* SELECTED EXCERPT *
This basic description is OK from a generalized wide angle point of view. But once the specific of the dive situation is added, some extra description is needed. The above described the on gassing, but missed the off gassing side of the equation during the dive and surface.
"Tissues that are at a lower tension will continue uptake until they reach saturation or the pressure is reduce below their tension pressure.
In ascent, this also applies in the opposite direction. Tissues on/off gas towards the inspired pressure line, which is always less than the divers ambient pressure. Hence while holding a stop, any tissue that is faster than the current ceiling limiting one, will be off gassing. A tissue that drops its pressure below the ambient line, contributes no further stress to the dive. This occurs in all dive profile patterns - shallow and deep. Any tissue that on gassed from the deeper stop, but also has a faster time than the current limiting one, will no longer have any influence on the ascent.
"If you have two dives of equal length where one moves to shallower depth faster, it will have less saturation than the one which holds a deep stops"
Whilst true, it is a hypothetical situation. Real dive models all get longer for the same dive and deeper stops, because of internal gas tracking changes. All models have this ability built in now.
But, this extra on gas, may not change the actual decompression limit or required time by any significant amount. A deco model sets it limits based on the maximum value of any one discrete cell limit values. If during the course of the dive, no significant change in cell pressure is observed,
at the time that cell becomes limiting then deco times may change only slightly.

[Point location data]
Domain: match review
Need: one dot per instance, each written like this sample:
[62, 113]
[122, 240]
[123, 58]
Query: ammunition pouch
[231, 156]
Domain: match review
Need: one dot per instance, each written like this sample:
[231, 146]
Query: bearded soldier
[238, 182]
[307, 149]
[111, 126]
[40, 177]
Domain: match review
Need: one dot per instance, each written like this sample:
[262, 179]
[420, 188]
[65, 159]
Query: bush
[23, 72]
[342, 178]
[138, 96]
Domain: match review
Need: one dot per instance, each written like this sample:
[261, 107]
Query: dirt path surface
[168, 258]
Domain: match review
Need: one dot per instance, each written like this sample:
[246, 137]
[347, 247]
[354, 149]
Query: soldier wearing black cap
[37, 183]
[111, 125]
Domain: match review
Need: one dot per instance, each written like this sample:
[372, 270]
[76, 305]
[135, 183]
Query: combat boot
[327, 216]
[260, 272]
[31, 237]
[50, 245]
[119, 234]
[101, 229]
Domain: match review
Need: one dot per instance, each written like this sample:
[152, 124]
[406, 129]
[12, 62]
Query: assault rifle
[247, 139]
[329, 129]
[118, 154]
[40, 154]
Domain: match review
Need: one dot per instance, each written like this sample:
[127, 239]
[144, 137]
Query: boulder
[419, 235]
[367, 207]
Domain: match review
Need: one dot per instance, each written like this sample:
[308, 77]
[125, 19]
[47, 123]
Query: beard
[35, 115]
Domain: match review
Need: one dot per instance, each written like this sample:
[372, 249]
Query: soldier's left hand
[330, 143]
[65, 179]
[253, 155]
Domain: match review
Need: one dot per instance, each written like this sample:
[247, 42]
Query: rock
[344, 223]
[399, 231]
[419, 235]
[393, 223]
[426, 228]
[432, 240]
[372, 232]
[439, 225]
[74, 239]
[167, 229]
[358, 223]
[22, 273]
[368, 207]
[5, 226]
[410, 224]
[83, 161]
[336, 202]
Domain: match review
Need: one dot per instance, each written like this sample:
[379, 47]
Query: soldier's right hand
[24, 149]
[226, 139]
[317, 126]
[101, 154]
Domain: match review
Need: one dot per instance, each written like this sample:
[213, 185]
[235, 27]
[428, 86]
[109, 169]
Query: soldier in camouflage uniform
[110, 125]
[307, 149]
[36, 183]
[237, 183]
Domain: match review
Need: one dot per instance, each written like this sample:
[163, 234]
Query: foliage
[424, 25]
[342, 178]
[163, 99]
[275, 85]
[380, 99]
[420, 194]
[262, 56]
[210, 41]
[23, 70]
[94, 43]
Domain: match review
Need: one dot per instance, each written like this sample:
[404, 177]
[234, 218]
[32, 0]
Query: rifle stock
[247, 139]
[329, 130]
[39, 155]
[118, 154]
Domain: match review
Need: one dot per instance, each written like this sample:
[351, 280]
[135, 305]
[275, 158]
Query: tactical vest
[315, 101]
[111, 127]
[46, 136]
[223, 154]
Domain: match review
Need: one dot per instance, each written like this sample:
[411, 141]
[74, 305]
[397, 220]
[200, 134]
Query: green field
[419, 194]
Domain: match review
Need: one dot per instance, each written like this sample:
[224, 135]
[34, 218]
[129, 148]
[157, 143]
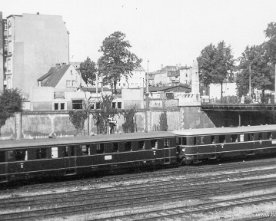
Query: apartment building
[32, 43]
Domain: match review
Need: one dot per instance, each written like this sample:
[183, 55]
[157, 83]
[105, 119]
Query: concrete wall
[42, 124]
[40, 41]
[1, 54]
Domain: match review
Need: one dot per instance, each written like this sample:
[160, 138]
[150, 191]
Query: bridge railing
[267, 100]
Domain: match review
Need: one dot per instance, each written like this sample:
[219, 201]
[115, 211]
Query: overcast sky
[167, 32]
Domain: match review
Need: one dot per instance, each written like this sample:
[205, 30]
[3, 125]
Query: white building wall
[229, 89]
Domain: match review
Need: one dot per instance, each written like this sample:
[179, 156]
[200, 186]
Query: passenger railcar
[215, 143]
[78, 155]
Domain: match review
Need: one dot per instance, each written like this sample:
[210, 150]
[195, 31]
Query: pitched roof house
[58, 89]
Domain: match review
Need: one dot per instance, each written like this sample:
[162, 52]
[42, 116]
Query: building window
[74, 83]
[119, 104]
[76, 104]
[59, 106]
[56, 106]
[41, 153]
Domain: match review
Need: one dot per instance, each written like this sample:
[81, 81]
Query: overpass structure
[238, 109]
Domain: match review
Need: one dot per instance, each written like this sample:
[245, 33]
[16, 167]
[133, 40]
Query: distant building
[136, 80]
[228, 89]
[58, 89]
[171, 76]
[32, 44]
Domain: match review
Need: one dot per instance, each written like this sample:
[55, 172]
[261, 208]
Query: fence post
[18, 125]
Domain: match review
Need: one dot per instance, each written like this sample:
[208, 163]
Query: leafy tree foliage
[261, 71]
[270, 45]
[163, 122]
[77, 118]
[117, 60]
[216, 64]
[106, 111]
[129, 125]
[88, 71]
[10, 102]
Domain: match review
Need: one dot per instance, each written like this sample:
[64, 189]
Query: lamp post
[147, 98]
[250, 89]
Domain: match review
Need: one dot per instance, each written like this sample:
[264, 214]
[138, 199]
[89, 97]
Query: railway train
[26, 159]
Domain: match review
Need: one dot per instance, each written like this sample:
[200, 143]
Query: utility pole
[275, 84]
[250, 89]
[147, 98]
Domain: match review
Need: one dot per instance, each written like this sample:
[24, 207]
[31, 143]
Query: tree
[10, 103]
[216, 64]
[256, 58]
[270, 45]
[129, 126]
[103, 115]
[77, 118]
[117, 60]
[163, 121]
[88, 71]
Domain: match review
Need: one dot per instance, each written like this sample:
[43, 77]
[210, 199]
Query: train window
[128, 146]
[184, 141]
[201, 140]
[222, 139]
[269, 135]
[153, 144]
[242, 137]
[234, 138]
[167, 142]
[10, 155]
[20, 155]
[2, 156]
[141, 145]
[85, 150]
[251, 136]
[206, 139]
[213, 140]
[198, 140]
[54, 152]
[41, 153]
[178, 140]
[115, 147]
[100, 148]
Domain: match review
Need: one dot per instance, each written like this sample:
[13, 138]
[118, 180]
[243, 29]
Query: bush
[10, 103]
[163, 122]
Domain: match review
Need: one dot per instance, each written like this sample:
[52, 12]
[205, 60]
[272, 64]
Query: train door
[3, 166]
[70, 159]
[167, 151]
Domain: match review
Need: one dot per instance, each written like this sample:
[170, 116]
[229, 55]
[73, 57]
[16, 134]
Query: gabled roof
[180, 87]
[54, 75]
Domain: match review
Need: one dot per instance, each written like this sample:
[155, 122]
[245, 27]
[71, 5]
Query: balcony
[59, 95]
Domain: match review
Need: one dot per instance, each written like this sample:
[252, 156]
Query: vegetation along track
[99, 200]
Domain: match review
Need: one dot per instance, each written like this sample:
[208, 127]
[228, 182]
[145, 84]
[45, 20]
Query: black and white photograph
[137, 110]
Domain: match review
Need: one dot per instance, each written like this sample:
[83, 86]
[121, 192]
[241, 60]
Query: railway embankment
[237, 190]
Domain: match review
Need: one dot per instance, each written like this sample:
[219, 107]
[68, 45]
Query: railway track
[151, 190]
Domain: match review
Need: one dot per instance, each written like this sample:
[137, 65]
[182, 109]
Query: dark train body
[26, 159]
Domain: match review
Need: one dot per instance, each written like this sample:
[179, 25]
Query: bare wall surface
[43, 124]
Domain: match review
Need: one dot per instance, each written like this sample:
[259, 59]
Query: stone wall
[43, 124]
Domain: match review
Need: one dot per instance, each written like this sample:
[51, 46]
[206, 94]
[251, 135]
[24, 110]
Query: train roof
[82, 139]
[226, 130]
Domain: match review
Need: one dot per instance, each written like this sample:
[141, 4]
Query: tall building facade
[32, 44]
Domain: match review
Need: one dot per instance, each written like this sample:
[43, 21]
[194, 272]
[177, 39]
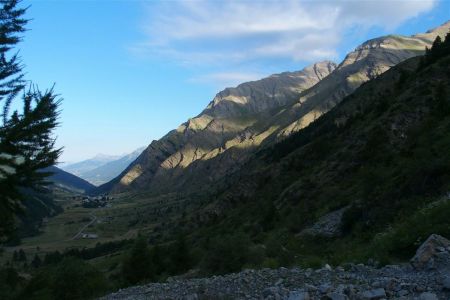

* REQUIRED WORK *
Extend the passage on tissue on-gassing and off-gassing during decompression dives, continuing after its last sentence.

* OUTPUT *
In the case of deep vs shallow stops the difference in gas load is actually quite minor. The cells have been subjected to typically 30 mins of full depth (7?) ATA differences. When it comes to the ascent, and the different in stop types, the extra pressure changes are small in the tissue, when compared to the depth exposure just carried out. i.e deep stop add very little extra to the overall gas volume.
This graph compares two profiles: with / without deep stops, and examines the resulting stress changes.
It hard to see much difference at all. That's because the deep stop changes are tiny compared to the effects of the bottom time segment. In this sample, it adds about 12% to the deco time.
You can see in the pure deep stop comparison:
- Fast cells have half the decompression stress in the deep stop dive.
- Fast cell time surface pressure not affected by deep stops.
- The most affected slow cell in deep stop (#9), at surface time, only rose 4kPa .
- The surface stress / off gas has risen by an average of 4kPa across whole ascent.
The real world affect of a deep stop approach, is to significantly decrease in-dive stresses, but only increase surface stress and required deco time by a small amount.